As medical malpractice defense attorneys, we are often asked: Will the opposing party be able to find an expert to support what is believed to be a baseless claim of malpractice? We must respond that we do not know, but in the United States usually if you are willing to pay enough money, you can find an expert to say almost anything. There is a cottage industry of so-called expert witnesses in this country. The number of health care providers who have made testifying a substantial part of their practice, and even a larger part of their annual income, has grown enormously over the decades. It is not unheard of for some of these experts to advertise their services and testify in almost every state in the Union. Many have testified hundreds and hundreds of times; some up to 500 times. Policing your own profession is a topic for another day, but this topic is about how Nebraska has attempted to protect its health care providers from these legions of expert witnesses for hire, while at the same time protecting the integrity of the judicial system for aggrieved patients.

Many states have taken specific statutory actions to weed out “hired gun” experts. Iowa, for example, requires that the expert witness be specialized in the same area of medicine as the defendant in order to give an opinion.  Florida requires a physicians to be licensed in the state in which they testify.  Other states require the witness to be engaged in the active practice of medicine. At any rate, there have been various requirements imposed to qualify expert witnesses in the service of justice.
....
**Questions to answer:**
1. In the text on medical malpractice expert witnesses, what does Florida require of physicians who testify?
2. Pick up the text on medical malpractice expert witnesses after its last sentence and keep writing.

**Source material:**
....
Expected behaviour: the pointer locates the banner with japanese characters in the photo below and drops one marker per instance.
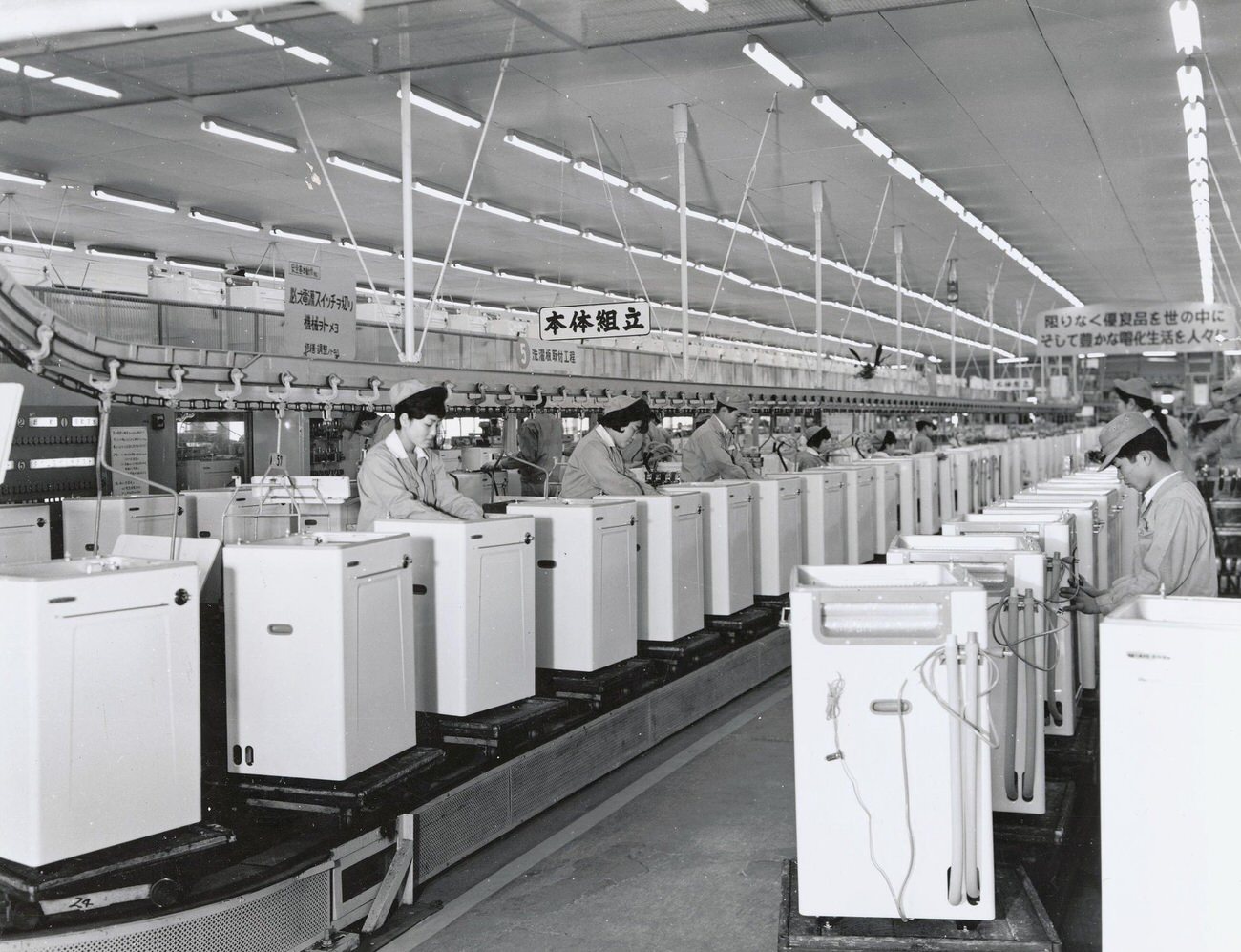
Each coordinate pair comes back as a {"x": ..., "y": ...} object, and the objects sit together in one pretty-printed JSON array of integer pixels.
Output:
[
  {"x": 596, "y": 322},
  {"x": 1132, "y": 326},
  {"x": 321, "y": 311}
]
....
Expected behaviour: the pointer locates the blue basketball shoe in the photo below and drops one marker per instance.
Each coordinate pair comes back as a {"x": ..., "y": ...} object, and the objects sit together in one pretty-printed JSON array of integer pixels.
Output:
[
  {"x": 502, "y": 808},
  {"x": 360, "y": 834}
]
....
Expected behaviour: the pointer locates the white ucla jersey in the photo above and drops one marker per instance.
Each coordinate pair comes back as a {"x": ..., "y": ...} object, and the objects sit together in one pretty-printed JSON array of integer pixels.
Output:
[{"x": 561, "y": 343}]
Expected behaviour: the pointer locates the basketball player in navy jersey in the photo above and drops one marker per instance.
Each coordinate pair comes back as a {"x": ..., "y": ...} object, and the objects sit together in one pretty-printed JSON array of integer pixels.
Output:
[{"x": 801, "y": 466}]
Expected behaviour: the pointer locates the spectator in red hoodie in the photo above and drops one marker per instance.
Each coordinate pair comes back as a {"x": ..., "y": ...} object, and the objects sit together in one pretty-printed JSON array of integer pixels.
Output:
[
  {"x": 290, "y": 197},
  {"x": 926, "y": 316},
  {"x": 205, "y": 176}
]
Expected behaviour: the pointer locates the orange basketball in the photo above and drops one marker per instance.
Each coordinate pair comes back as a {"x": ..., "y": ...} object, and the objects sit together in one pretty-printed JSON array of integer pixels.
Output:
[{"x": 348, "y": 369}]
....
**Answers for the tasks:**
1. Florida requires physicians to be licensed in the state in which they testify.

2.
Nebraska long ago tried to address this problem by adopting the so-called “locality rule. In Nebraska, in order to give an opinion about a doctor’s negligence, an expert must be familiar with the standard of care based on the local custom and ordinary practice in the “same community or similar community”.  By adopting the locality rule, Nebraska has statutorily enacted protection for health care providers against the “vagabond” experts who troll through the countryside testifying that there is a “national standard of care” (and by golly the health care providers in Nebraska must follow it!)  These national-based experts are more than willing to tell juries in rural Nebraska that they must follow the standard ostensibly set by urban physicians or hospitals, or that urban physicians or hospitals in Nebraska must abide by the standards set in larger cities on the East or West Coast.  What these purported experts do not recognize is that Nebraska has legislatively safeguarded its health care providers and established that any such expert must be familiar with the standard of care in similar communities, and cannot impose some other community’s standard of care.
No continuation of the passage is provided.